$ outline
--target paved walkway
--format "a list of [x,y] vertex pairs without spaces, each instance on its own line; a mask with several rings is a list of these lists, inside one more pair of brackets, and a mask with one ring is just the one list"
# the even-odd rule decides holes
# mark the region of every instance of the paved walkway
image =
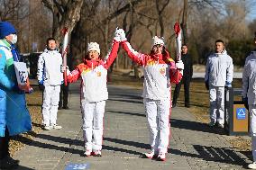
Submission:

DIRECTION: Duplicate the listing above exactly as it appears, line for line, but leave the picture out of your copy.

REPLY TO THE TASK:
$ outline
--target paved walkway
--format "a list of [x,y] vertex pairs without spaces, each instance on its own line; a mask with several rings is a list of these lists, inside one more pair of brackets, and a mask with one ring is just the one list"
# the even-odd rule decides holes
# mark the region of every instance of the paved walkway
image =
Submission:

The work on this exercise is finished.